» **Brief 1**
Answer these from the Grafana Agent page below:
(a) Which tool was used to scaffold the agent?
(b) Where is the agent published as an OCI image?
(c) Which metric types can be used to filter a request to discover metrics?
» **Brief 2**
Resume the Grafana Agent page below, picking up after its last line.

» **Text under study**
=====

Grafana Agent

The Grafana Agent is an Agent-to-Agent (A2A) server that turns plain-language observability requests into real Grafana dashboards. Ask it to "build a dashboard showing request rate, p95 latency, and error rate for my service" and it discovers the available Prometheus metrics, drafts and validates the PromQL, composes the panels, and - when you let it - deploys the dashboard straight to Grafana.

The agent is open-source and scaffolded with the ADL CLI. Source, releases, and the example stacks live at github.com/inference-gateway/grafana-agent. It is published as an OCI image at ghcr.io/inference-gateway/grafana-agent.

What it does

Reach for the Grafana Agent when you want to:

Build a dashboard from a description - turn "monitor HTTP traffic for the checkout service" into a multi-panel Grafana dashboard with sensible visualizations.
Discover what's available - ask which Prometheus metrics exist for a service, optionally filtering by name pattern or metric type (counter, gauge, histogram, summary).

=====

» **Source material**

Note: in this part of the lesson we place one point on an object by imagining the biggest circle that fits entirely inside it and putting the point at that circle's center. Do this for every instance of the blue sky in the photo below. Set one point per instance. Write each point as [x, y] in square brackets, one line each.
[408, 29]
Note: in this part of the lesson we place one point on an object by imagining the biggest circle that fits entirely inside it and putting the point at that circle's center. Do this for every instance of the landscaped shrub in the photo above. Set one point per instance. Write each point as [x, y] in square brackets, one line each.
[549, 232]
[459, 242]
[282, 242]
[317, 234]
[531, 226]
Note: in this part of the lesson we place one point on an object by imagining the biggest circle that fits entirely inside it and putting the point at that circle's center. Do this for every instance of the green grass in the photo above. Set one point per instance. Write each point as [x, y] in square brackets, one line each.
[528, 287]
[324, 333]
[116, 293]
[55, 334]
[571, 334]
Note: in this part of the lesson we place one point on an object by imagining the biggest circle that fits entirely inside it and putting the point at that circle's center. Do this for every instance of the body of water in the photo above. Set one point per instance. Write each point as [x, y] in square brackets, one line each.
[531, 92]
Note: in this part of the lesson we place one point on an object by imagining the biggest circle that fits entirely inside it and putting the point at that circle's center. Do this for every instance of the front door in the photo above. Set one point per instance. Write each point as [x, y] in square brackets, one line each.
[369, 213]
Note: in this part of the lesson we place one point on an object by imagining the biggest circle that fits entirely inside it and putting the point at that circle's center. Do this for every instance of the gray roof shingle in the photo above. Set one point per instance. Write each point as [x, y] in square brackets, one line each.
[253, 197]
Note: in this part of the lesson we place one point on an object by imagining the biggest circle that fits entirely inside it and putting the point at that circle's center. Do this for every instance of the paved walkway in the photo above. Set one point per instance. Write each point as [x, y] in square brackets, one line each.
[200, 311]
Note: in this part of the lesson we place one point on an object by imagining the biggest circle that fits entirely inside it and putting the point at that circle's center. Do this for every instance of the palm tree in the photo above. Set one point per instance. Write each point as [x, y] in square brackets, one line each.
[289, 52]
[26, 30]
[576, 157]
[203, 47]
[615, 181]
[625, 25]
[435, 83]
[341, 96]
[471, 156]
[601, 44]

=====

» **Answer space 1**
(a) The ADL CLI.
(b) ghcr.io/inference-gateway/grafana-agent.
(c) Counter, gauge, histogram, and summary.

» **Answer space 2**
Author and validate PromQL - generate query suggestions for a set of metrics and validate expressions against a live Prometheus server before they land in a panel.
Deploy (or just design) dashboards - push a dashboard JSON to Grafana Cloud or a self-hosted instance, or keep the agent in design-only mode so nothing is written until you flip the deploy gate.

It speaks the A2A protocol, so you drive it through the Inference Gateway CLI's infer agents commands, the A2A Debugger, or any A2A-compatible client.

How dashboard automation works

The agent runs as a Grafana expert guided by two Agent Skills (promql and dashboarding). A typical request flows through the metric, query, and dashboard tools in order: discover what metrics exist, generate PromQL for them, validate those queries, compose the dashboard, then optionally deploy it.

The metric, query, and Prometheus-validation steps target a Prometheus server; the dashboard steps target Grafana. Deployment is gated - see Deploy gating.

Capabilities

The agent advertises the following on its A2A agent card (GET /.well-known/agent-card.json):

Capability	Value	Notes
Streaming	`true`	Status updates stream as the dashboard is built.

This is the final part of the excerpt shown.